TEXT SEGMENT:

'''

Critical Thinking Skills

1. The Scope of Critical Thinking: Mere Thinking, Critical Thinking, Creative Thinking, Problem Solving



A. Thinking


Thinking is the process of using our mind to consciously consider something.

The object of thinking (the “something” that is consciously considered by the mind) can be basically anything: natural and social external reality, our own internal or mental reality, or even whether there is a supernatural reality and what it is like.

Thinking can even be reflexive, i.e., have itself as its object.

Thinking that has anything but itself as its object, is first-order thinking; thinking that has itself as its object is higher-order thinking.

As to the manner of thinking, it can be extended, attentive and careful or it can be fleeting, distracted and careless, or anything in between.

B. Critical Thinking


Critical thinking is, as a rule, extended, attentive and careful, not fleeing, distracted and careless.

Critical thinking has the following additional characteristics:

First, it has thinking itself as its object, and, therefore, is a higher-order, reflective sort of thinking;

Second, the objective of critical thinking is to determine, analyze and assess the epistemic credentials of what people think.

'''

INSTRUCTION 1: From the text on critical thinking, return the part that opens with the words containing "B. Critical Thinking" and closes with "what people think.". Copy it verbatim.

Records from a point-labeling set
'''

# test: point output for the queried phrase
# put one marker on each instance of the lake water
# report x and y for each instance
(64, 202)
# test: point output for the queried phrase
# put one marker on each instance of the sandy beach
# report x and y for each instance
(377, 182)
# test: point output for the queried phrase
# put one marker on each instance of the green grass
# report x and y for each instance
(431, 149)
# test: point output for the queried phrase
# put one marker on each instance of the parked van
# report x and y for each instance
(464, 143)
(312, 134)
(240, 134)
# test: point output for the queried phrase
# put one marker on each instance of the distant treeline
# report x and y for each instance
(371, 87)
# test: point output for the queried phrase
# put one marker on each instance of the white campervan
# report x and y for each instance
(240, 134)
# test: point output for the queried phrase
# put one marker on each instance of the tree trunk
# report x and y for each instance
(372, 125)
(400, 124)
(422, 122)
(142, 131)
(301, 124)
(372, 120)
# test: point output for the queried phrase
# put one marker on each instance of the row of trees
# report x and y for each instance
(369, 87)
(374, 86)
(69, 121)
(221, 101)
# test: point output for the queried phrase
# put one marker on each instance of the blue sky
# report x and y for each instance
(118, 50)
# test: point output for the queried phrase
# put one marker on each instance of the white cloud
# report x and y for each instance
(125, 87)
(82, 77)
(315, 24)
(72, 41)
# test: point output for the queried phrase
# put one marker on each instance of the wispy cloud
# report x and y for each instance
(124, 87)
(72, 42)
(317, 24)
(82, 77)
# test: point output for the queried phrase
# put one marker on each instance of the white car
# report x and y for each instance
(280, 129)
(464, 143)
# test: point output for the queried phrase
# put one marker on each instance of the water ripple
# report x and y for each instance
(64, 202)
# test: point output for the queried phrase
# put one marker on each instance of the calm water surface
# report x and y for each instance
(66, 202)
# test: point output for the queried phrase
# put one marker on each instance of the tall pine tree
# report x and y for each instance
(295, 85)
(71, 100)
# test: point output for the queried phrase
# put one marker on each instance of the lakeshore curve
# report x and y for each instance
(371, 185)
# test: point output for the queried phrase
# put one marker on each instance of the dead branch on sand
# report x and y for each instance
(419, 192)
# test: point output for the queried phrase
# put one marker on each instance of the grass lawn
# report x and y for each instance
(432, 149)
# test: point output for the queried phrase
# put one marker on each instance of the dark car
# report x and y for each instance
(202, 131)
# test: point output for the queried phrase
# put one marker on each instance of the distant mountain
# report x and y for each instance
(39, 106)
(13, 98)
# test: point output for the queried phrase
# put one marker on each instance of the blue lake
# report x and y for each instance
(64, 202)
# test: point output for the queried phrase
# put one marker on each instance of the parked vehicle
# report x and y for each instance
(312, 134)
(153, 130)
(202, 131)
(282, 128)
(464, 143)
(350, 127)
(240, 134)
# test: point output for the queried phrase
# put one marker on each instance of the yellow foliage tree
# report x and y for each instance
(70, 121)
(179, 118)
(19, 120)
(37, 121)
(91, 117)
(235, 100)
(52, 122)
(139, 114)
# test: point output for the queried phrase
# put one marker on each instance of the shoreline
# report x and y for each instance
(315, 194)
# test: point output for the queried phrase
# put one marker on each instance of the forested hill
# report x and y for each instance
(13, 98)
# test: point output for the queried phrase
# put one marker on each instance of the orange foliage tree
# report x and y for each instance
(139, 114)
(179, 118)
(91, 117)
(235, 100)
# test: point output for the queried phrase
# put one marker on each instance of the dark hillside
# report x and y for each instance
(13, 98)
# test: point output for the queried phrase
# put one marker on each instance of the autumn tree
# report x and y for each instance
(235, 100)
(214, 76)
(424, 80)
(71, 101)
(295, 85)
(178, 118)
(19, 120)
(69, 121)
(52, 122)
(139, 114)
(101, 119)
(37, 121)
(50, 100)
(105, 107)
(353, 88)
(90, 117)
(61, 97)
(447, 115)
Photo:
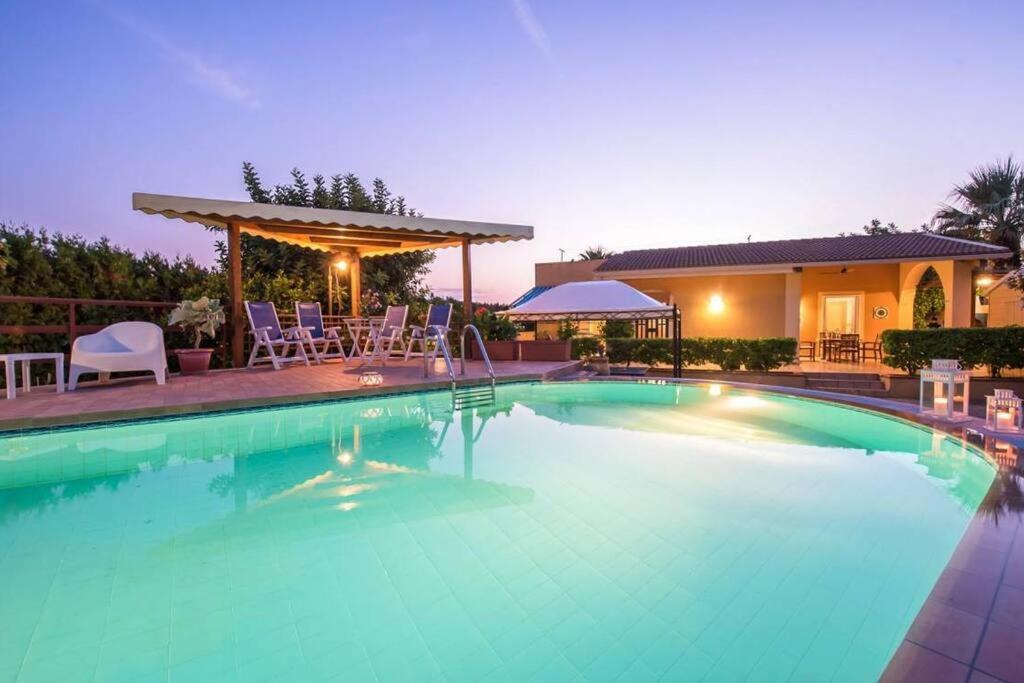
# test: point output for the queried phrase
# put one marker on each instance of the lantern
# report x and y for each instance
(944, 377)
(1004, 412)
(371, 379)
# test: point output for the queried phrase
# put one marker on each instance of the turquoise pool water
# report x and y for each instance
(593, 531)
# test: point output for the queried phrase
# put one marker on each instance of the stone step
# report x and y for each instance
(836, 385)
(843, 376)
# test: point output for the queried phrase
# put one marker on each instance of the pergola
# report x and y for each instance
(347, 235)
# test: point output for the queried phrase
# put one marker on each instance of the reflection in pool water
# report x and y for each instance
(602, 529)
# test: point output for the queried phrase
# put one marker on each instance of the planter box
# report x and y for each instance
(496, 350)
(545, 350)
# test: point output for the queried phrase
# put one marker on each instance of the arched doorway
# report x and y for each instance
(929, 301)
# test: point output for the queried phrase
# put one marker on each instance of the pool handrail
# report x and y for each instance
(479, 344)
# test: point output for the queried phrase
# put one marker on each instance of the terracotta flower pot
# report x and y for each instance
(194, 360)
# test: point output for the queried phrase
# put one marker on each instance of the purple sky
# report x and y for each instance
(623, 124)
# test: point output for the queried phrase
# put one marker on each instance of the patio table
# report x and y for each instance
(11, 359)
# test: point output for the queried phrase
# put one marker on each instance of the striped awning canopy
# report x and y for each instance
(331, 229)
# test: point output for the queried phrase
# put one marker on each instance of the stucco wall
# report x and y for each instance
(878, 284)
(754, 305)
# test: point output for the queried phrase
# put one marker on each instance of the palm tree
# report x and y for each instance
(594, 253)
(988, 207)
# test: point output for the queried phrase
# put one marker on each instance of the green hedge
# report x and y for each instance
(728, 353)
(586, 346)
(996, 347)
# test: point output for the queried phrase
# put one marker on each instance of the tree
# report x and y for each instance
(875, 228)
(594, 253)
(988, 207)
(282, 272)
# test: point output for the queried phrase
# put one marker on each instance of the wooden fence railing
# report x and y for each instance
(73, 329)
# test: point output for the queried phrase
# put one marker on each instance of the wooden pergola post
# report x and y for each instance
(467, 284)
(235, 294)
(355, 284)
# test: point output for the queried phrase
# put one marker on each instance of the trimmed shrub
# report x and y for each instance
(996, 347)
(586, 346)
(728, 353)
(621, 349)
(769, 353)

'''

INSTRUCTION 2: Select every line of the listing that holds the string "pool", and copy each one.

FULL SOLUTION 1:
B. Critical Thinking


Critical thinking is, as a rule, extended, attentive and careful, not fleeing, distracted and careless.

Critical thinking has the following additional characteristics:

First, it has thinking itself as its object, and, therefore, is a higher-order, reflective sort of thinking;

Second, the objective of critical thinking is to determine, analyze and assess the epistemic credentials of what people think.

FULL SOLUTION 2:
# put one marker on each instance of the turquoise pool water
# put one marker on each instance of the reflection in pool water
# put one marker on each instance of the pool handrail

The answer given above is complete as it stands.